*Given problem:* Count the lines in the source records below that contain the string "pendant", and reply with only that number.

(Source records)
⁂
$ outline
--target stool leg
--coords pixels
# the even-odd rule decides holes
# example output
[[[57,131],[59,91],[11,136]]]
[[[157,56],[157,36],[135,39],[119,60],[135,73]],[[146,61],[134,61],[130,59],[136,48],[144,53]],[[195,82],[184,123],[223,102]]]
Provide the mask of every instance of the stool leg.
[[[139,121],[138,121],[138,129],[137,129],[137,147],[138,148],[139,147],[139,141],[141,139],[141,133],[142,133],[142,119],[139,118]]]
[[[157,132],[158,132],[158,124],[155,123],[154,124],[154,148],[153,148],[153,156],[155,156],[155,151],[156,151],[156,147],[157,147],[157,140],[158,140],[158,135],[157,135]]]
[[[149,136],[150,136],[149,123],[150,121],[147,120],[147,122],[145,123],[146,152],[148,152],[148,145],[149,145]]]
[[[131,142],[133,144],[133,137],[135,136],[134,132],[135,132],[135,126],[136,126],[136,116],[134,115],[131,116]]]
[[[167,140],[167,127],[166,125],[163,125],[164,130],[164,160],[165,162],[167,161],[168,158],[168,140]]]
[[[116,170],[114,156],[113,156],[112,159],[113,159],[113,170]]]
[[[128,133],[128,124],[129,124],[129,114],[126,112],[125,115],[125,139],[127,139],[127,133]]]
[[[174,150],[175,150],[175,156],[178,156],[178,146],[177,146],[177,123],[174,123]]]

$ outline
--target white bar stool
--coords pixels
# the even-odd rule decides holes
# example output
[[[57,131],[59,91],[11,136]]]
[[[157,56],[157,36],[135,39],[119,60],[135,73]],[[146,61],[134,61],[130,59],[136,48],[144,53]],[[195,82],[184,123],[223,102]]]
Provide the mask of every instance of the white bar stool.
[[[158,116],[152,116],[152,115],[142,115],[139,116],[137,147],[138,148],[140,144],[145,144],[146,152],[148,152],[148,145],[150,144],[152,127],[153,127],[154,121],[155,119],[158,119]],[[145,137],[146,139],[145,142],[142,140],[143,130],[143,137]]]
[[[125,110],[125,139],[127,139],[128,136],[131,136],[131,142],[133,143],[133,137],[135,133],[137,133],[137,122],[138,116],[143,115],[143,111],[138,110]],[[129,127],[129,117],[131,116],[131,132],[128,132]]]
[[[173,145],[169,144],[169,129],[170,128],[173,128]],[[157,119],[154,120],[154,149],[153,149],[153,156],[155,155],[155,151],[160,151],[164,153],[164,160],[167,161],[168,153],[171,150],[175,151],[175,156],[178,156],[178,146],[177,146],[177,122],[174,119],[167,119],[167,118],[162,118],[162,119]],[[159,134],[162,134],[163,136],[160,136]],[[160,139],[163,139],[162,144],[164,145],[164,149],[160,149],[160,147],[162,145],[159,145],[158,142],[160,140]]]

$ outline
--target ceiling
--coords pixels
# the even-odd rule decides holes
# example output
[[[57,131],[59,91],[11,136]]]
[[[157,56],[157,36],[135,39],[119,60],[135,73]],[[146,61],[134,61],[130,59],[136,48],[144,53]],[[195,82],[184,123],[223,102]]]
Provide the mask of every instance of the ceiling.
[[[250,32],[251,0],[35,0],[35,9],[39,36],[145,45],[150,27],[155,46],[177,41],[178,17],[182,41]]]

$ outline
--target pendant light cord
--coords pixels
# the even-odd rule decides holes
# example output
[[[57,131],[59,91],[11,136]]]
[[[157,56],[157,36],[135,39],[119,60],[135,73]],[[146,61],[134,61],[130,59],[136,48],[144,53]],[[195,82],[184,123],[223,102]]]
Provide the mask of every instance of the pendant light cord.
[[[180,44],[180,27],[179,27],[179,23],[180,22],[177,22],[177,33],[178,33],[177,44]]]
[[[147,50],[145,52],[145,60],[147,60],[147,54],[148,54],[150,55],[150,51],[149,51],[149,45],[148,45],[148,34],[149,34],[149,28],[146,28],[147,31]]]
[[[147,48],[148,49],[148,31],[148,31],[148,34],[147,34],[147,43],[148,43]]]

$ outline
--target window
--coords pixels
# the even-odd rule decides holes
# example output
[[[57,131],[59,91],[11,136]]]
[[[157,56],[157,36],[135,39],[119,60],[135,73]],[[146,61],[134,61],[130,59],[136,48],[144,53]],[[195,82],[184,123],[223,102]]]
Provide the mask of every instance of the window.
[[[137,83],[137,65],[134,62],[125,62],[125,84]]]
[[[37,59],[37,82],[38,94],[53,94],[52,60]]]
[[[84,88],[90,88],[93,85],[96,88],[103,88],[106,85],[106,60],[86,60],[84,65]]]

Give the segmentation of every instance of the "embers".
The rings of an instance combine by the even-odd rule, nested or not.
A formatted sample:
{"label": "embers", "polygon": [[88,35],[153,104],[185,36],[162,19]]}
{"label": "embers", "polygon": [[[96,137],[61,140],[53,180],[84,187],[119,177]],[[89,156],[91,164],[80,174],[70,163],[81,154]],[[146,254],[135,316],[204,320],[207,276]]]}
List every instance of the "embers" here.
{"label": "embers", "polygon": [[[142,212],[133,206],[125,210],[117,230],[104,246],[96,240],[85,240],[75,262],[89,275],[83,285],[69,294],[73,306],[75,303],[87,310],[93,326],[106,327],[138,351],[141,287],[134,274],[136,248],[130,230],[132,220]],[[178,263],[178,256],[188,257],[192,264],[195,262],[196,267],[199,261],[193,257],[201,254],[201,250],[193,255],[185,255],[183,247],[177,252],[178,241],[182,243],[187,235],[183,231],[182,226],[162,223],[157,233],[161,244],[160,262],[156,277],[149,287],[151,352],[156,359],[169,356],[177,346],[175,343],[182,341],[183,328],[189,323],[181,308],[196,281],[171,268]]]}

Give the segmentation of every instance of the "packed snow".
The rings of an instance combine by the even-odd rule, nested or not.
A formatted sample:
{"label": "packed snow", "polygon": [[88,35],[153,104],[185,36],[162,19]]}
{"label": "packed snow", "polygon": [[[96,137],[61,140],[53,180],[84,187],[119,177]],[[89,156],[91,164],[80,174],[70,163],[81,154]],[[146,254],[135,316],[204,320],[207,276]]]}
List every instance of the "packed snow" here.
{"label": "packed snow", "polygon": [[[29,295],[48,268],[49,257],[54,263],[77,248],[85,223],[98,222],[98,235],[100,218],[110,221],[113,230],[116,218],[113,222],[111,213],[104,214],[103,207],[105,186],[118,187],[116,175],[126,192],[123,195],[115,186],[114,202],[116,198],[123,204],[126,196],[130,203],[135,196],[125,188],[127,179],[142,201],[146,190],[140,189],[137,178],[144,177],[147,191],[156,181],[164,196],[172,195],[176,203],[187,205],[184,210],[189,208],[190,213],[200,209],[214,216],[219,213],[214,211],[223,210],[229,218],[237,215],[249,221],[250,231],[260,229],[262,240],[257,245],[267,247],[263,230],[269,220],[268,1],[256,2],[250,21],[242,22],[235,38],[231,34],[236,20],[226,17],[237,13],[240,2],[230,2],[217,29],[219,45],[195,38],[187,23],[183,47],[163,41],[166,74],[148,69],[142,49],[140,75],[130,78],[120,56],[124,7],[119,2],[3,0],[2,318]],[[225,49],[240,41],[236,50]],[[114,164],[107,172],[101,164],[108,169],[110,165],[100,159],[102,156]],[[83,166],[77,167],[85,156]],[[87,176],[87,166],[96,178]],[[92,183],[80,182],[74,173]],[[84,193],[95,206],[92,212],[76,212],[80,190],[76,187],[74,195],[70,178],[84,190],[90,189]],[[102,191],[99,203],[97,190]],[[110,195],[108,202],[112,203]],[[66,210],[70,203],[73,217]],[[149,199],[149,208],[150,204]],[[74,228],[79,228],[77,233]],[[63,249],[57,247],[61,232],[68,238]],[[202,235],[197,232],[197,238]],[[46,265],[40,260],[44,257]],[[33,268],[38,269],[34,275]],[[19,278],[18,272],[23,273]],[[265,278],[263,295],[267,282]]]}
⁂
*Answer in full:* 2